Problem to solve: In the abstract on parallel genetic algorithms for conformational analysis, which software package was used to develop the parallel genetic algorithm for nucleic acids?

Provided passage:
=== Begin Enclosure ===
Parallel processing of chemical information in a local area network--III. Using genetic algorithms for conformational analysis of biomacromolecules.

Multi-dimensional nuclear magnetic resonance experiments are an excellent means of revealing the three-dimensional structure of biomacromolecules in solution. However, the search space in the conformational analysis of biomacromolecules, using multi-dimensional NMR data, is huge and complex. This calls for global optimization techniques with good sampling properties. This paper describes a genetic algorithm that optimizes the fit between (simulated) experimental two-dimensional Nuclear Overhauser Effect spectra and the corresponding calculated spectra for trial structures. This is a very computational intensive procedure. Speed-up of performance is achieved by parallelizing the algorithm, i.e. creating small subpopulations of trial structures, each of which can be processed on different processors. Good sampling behavior is obtained by initializing each subpopulation with its own random seed and the introduction of a migration operator. The latter replaces the best performing individual from one subpopulation with the worst performing individual from another subpopulation after a predetermined number of generations. A parallel genetic algorithm for the conformational analysis of nucleic acids is developed using the software package HYDRA. It is demonstrated that, for the data sets used in the study, a considerable reduction in computation time is obtained for the parallel genetic algorithm as compared to a sequential implementation, while the same optimal solutions are found.
=== End Enclosure ===
Data to examine:
=== Begin Enclosure ===
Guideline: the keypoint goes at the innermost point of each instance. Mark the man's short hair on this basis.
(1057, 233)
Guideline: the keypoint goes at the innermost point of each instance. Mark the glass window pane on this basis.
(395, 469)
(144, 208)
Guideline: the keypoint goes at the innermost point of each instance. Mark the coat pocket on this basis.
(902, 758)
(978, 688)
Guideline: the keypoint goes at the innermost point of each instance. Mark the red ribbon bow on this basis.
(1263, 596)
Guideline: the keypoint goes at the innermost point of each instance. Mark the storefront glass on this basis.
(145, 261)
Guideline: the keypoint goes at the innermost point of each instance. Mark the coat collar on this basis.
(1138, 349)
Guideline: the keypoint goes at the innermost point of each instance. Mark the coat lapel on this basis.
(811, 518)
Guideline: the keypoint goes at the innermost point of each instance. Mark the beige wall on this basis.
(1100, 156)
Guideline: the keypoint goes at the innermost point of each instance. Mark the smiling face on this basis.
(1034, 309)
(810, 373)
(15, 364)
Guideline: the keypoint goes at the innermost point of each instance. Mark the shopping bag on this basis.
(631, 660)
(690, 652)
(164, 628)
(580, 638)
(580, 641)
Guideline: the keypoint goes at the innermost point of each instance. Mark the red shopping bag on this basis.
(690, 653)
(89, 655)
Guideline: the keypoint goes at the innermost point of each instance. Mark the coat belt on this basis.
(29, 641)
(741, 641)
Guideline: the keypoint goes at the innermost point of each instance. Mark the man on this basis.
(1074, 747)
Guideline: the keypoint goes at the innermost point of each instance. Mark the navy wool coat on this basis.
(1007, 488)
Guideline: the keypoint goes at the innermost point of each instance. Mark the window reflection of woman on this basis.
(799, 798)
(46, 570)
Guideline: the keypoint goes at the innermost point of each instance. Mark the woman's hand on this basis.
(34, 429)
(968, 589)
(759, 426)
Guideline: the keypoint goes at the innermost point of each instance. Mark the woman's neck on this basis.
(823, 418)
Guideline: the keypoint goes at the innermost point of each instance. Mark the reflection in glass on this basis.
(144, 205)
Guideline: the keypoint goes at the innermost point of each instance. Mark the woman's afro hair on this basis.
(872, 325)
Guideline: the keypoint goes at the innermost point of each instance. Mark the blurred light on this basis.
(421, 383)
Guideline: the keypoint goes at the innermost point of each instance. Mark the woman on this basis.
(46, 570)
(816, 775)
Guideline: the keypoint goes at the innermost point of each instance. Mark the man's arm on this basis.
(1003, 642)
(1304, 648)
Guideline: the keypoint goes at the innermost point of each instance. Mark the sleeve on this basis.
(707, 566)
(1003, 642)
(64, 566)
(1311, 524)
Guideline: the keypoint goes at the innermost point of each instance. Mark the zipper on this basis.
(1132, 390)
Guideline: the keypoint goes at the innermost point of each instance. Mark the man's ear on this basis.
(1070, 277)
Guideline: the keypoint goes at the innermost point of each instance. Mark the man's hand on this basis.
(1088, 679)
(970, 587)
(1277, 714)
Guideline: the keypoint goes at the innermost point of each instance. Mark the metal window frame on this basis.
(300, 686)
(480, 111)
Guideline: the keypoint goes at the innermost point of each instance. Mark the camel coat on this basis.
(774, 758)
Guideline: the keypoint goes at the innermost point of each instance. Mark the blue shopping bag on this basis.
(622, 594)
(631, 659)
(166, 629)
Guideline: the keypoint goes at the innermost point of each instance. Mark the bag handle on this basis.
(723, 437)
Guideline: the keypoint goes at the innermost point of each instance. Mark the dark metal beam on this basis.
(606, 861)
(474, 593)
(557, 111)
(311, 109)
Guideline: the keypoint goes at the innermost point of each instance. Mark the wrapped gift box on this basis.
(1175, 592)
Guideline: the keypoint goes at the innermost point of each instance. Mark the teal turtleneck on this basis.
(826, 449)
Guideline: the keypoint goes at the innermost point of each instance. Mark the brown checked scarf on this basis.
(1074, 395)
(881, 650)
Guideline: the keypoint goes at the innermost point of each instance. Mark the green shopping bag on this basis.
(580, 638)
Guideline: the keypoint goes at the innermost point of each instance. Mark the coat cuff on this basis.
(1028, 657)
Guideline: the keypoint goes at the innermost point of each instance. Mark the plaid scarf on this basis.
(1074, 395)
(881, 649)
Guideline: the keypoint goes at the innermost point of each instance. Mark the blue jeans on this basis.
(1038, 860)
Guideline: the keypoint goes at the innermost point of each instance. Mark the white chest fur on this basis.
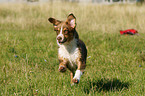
(69, 51)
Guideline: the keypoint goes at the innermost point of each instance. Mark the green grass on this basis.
(28, 56)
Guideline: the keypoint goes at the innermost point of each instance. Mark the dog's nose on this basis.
(59, 38)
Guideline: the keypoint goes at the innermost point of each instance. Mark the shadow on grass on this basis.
(105, 85)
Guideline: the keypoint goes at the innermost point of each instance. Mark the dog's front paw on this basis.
(76, 81)
(62, 69)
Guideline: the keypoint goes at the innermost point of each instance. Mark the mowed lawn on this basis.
(28, 50)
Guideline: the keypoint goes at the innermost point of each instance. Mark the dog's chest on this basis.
(71, 53)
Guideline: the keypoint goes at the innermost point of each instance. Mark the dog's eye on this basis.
(65, 32)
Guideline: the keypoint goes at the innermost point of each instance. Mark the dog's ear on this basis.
(54, 21)
(71, 20)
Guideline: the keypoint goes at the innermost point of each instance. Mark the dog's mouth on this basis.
(63, 41)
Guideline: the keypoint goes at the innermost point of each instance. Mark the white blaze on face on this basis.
(60, 34)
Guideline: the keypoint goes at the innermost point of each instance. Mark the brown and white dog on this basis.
(72, 52)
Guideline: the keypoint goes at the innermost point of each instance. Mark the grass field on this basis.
(28, 50)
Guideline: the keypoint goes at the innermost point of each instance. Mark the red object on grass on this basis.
(129, 31)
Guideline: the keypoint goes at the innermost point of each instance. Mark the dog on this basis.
(72, 52)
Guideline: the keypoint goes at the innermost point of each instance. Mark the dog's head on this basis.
(64, 30)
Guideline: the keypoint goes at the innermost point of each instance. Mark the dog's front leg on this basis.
(79, 71)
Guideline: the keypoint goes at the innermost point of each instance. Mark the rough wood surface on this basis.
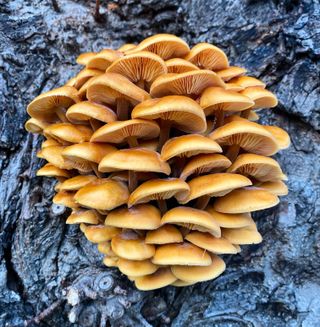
(51, 276)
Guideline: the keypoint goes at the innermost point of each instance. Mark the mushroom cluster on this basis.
(158, 153)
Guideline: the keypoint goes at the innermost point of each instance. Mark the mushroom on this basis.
(160, 190)
(52, 105)
(185, 254)
(93, 113)
(208, 56)
(165, 46)
(141, 68)
(180, 112)
(141, 217)
(212, 185)
(127, 131)
(191, 83)
(102, 194)
(200, 274)
(115, 89)
(164, 235)
(205, 163)
(240, 201)
(193, 219)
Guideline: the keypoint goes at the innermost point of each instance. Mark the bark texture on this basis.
(50, 275)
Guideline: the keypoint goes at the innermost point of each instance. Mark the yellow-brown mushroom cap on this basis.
(207, 241)
(164, 235)
(129, 245)
(208, 56)
(250, 136)
(103, 194)
(205, 163)
(216, 185)
(156, 189)
(185, 254)
(184, 113)
(120, 131)
(135, 159)
(109, 87)
(240, 201)
(139, 66)
(161, 278)
(188, 145)
(191, 83)
(164, 45)
(193, 219)
(141, 217)
(216, 98)
(200, 274)
(83, 111)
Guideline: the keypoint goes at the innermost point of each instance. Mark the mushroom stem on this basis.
(165, 127)
(162, 204)
(132, 141)
(202, 202)
(122, 109)
(133, 181)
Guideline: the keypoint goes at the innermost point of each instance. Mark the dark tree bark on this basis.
(51, 276)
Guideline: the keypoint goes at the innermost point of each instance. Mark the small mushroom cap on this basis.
(161, 278)
(211, 243)
(208, 56)
(227, 220)
(278, 188)
(136, 268)
(135, 159)
(53, 154)
(231, 72)
(109, 87)
(248, 81)
(164, 45)
(66, 132)
(216, 98)
(190, 83)
(103, 194)
(77, 182)
(36, 126)
(240, 201)
(193, 219)
(129, 245)
(188, 145)
(178, 66)
(139, 66)
(184, 113)
(45, 105)
(242, 236)
(214, 185)
(200, 274)
(262, 98)
(281, 136)
(83, 111)
(156, 189)
(79, 216)
(250, 136)
(185, 254)
(119, 131)
(100, 233)
(205, 163)
(65, 199)
(103, 59)
(49, 170)
(259, 167)
(164, 235)
(143, 216)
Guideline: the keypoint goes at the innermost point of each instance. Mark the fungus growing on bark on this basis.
(156, 153)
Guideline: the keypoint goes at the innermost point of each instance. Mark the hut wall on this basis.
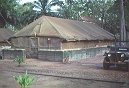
(77, 54)
(84, 44)
(50, 55)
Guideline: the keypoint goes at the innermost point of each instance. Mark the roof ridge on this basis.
(53, 26)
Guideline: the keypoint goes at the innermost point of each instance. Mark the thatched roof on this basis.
(64, 28)
(5, 34)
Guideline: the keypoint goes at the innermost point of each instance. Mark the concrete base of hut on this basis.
(13, 53)
(70, 55)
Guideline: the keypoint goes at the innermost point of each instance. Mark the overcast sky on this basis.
(24, 1)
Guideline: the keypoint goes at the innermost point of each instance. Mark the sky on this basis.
(24, 1)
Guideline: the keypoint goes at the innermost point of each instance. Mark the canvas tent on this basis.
(53, 33)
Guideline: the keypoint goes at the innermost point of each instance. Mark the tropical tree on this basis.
(6, 11)
(44, 6)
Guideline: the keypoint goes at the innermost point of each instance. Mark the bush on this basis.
(19, 60)
(24, 80)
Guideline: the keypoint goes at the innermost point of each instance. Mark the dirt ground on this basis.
(7, 81)
(90, 69)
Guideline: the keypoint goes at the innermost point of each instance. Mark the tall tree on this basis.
(6, 10)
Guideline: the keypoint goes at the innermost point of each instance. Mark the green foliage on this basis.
(24, 80)
(19, 60)
(67, 54)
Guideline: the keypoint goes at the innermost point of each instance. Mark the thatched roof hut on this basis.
(5, 34)
(56, 35)
(64, 28)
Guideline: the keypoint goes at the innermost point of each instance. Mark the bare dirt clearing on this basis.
(90, 68)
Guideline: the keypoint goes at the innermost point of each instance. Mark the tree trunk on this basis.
(122, 22)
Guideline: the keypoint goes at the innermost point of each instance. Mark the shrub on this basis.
(24, 80)
(19, 60)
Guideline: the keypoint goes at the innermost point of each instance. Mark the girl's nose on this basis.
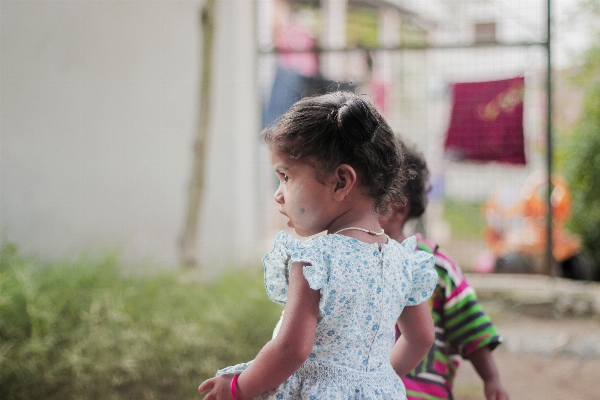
(278, 195)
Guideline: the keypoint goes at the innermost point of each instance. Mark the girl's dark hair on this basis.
(342, 128)
(417, 184)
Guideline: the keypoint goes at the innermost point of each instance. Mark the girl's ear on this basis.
(345, 179)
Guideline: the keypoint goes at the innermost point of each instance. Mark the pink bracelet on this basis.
(234, 387)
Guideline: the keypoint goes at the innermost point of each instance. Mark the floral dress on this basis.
(364, 288)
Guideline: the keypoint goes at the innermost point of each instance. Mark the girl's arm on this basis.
(484, 364)
(283, 355)
(418, 335)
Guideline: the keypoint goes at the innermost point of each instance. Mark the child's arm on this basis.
(283, 355)
(484, 364)
(418, 335)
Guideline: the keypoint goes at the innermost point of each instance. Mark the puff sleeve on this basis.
(286, 251)
(424, 276)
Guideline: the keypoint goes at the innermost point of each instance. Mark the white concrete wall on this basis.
(97, 117)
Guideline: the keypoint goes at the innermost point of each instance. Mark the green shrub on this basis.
(82, 330)
(465, 218)
(581, 153)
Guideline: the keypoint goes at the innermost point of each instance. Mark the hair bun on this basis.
(355, 121)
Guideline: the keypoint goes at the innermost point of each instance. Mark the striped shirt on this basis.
(461, 327)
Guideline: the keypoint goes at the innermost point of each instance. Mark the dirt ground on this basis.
(543, 357)
(544, 368)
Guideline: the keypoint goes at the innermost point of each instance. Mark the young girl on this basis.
(338, 166)
(462, 327)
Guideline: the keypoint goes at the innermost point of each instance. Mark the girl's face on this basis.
(302, 197)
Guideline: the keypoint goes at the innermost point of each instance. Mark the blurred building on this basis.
(99, 108)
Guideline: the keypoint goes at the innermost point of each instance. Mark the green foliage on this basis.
(465, 218)
(82, 330)
(581, 155)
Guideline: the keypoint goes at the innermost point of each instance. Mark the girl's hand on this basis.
(494, 391)
(218, 388)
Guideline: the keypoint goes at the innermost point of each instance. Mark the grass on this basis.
(82, 330)
(466, 219)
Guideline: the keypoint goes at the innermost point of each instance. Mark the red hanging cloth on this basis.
(487, 122)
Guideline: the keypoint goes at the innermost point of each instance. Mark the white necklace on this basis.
(361, 229)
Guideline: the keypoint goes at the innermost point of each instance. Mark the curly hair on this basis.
(342, 128)
(417, 185)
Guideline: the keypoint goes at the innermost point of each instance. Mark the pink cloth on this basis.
(297, 38)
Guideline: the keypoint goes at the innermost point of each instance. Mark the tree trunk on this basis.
(189, 238)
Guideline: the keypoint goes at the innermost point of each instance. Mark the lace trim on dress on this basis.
(329, 373)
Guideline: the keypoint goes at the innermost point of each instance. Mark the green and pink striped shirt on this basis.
(461, 327)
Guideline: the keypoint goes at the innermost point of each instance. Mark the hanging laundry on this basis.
=== End Enclosure ===
Task response: HYDRA